→ Document segment

Tuesday, August 23, 2005

Who gets sick just in time for the weekend?

Of course it came on Friday night. That aridity of the air quickly set it's sensation on the back of my throat; swallow a dry sting. Seemingly, it isn't a good idea to sit outside at night in a damp seat. I'm sure that my body was so working on warmth that a virus just nonchalantly walked right into my system - gleaming.

While asleep, the dust of the air and the dust of my teeth formed an army of tiny sponges which, stuck to my already parched throat, absorbed every last bit of relief left in my mouth, and they themselves dried out with every new breath of my own. But then the saliva would come, and the sponge army would be replenished. It was a war. The sponge soldiers clung to my mouth with a fierce grasp, and no cough of mine - my only defense - could carry them out. They would steal my "revival of saliva"- produced by the body, for the body - that was meant for my aching throat. I woke up in anguish. I drank water. But the army stayed; revitalized.

In order to win a war, you have to know your enemy: These sponge soldiers would only hold the moisture in the top half of their pores. The bottom half they would let dry, so as to form a complete solidified bond with my throat tissue. Coughing would do nothing; cold water would only penetrate the outer regions - the sidelines - of these inner pores, and would add extra vitality to their force. I had to take it to the next level: Tea.

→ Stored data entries
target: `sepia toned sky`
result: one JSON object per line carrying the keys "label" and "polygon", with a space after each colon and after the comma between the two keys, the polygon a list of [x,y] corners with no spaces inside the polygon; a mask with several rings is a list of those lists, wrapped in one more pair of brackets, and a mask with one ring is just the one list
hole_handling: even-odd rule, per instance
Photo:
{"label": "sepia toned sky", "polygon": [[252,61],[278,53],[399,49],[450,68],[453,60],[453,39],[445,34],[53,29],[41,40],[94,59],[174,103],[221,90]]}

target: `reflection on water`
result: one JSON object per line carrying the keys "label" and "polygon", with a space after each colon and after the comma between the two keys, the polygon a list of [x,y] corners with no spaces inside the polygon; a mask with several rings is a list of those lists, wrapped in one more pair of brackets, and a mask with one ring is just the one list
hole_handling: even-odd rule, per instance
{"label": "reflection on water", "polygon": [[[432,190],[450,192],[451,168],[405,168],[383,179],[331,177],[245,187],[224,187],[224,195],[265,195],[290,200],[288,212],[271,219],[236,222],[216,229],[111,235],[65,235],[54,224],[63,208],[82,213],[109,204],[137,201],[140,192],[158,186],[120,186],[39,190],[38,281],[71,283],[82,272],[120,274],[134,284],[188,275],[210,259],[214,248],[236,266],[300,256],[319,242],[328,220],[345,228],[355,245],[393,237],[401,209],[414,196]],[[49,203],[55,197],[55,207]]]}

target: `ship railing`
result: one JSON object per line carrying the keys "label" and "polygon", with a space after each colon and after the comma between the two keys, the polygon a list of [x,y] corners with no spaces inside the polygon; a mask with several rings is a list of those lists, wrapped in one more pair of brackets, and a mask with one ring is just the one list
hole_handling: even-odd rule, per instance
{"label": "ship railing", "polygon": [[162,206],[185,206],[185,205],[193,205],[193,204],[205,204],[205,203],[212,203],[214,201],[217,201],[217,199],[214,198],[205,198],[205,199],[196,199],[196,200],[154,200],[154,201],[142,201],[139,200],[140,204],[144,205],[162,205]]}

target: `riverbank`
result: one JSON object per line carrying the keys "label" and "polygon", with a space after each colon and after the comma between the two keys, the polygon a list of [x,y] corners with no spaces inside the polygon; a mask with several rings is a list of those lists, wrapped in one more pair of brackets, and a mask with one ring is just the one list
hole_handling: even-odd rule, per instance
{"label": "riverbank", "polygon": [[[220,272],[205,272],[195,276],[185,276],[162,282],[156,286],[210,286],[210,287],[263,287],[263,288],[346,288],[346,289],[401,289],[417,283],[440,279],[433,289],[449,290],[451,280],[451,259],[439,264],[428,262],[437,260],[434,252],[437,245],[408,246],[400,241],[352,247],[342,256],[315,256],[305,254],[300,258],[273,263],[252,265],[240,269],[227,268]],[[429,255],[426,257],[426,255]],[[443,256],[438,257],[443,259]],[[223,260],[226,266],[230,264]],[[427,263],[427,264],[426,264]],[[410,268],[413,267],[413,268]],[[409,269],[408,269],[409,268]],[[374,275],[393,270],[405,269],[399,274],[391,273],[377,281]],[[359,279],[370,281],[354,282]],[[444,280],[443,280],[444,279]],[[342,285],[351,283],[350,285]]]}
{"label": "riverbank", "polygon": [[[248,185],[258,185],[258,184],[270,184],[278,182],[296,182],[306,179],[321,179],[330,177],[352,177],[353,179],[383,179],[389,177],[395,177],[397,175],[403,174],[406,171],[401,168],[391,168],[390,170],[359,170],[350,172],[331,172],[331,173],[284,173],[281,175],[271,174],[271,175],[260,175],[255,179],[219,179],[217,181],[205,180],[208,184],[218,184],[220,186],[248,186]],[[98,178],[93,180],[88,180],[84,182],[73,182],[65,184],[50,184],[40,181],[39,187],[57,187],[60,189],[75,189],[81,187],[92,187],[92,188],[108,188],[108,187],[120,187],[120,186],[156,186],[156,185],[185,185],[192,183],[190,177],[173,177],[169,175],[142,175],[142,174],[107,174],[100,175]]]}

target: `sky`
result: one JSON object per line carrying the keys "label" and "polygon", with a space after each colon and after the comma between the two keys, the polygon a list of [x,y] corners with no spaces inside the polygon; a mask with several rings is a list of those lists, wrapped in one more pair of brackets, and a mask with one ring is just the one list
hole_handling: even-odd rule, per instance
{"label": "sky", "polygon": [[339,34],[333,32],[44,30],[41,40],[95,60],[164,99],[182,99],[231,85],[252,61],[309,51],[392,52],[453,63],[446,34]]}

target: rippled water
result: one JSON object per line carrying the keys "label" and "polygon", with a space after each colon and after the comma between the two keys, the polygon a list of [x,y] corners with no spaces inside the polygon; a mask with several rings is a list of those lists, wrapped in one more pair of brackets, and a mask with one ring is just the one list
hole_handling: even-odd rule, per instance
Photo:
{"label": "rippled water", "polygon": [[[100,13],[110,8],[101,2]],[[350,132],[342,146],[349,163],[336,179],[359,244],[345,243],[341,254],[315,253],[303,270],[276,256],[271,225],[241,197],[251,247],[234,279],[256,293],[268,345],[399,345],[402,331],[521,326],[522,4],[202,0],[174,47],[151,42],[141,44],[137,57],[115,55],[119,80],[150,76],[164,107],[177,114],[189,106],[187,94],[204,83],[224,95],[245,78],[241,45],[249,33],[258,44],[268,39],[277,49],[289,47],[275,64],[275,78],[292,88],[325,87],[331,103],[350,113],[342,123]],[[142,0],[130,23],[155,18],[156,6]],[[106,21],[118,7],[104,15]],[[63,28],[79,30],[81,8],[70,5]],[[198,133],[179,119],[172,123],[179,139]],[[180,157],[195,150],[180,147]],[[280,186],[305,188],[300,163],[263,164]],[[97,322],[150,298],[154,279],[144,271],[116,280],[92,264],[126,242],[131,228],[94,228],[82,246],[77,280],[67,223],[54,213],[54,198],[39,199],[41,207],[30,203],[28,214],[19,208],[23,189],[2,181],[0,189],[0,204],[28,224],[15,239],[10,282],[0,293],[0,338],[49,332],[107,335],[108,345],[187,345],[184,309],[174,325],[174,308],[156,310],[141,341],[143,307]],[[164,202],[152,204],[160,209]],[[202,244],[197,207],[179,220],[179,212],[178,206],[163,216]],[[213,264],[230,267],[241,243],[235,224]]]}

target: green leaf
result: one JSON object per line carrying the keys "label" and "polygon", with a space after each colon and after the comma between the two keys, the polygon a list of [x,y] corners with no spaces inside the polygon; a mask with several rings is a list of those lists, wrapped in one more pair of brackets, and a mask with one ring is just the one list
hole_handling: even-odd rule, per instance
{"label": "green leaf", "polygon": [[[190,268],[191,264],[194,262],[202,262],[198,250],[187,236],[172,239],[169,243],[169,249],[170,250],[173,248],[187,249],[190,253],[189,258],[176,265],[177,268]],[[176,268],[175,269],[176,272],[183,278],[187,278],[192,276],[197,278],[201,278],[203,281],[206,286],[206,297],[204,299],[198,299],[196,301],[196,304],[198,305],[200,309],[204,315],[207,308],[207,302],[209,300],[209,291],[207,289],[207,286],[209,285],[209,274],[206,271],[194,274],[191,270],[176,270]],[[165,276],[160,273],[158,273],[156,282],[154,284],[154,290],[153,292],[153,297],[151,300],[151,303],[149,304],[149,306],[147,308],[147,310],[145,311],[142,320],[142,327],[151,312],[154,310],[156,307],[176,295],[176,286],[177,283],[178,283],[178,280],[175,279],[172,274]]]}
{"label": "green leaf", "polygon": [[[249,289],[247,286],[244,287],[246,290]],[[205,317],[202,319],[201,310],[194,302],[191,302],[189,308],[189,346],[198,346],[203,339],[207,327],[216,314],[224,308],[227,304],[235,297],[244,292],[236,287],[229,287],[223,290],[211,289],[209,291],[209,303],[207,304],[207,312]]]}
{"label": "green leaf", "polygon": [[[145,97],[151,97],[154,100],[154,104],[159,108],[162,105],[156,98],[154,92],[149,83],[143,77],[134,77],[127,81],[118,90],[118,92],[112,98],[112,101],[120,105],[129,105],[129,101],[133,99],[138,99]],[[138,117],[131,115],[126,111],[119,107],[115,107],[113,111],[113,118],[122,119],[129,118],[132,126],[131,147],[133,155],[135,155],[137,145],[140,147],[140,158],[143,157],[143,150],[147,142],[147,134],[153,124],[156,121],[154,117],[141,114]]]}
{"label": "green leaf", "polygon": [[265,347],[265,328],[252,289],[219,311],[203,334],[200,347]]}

→ Exercise set
1. In the blog post about getting sick, what did the writer turn to in order to take the fight to the next level?
2. Set down the part of the blog post about getting sick starting with "In order to" and going on through "next level: Tea.", word for word.

→ Answers to the tasks
1. Tea.

2.
In order to win a war, you have to know your enemy: These sponge soldiers would only hold the moisture in the top half of their pores. The bottom half they would let dry, so as to form a complete solidified bond with my throat tissue. Coughing would do nothing; cold water would only penetrate the outer regions - the sidelines - of these inner pores, and would add extra vitality to their force. I had to take it to the next level: Tea.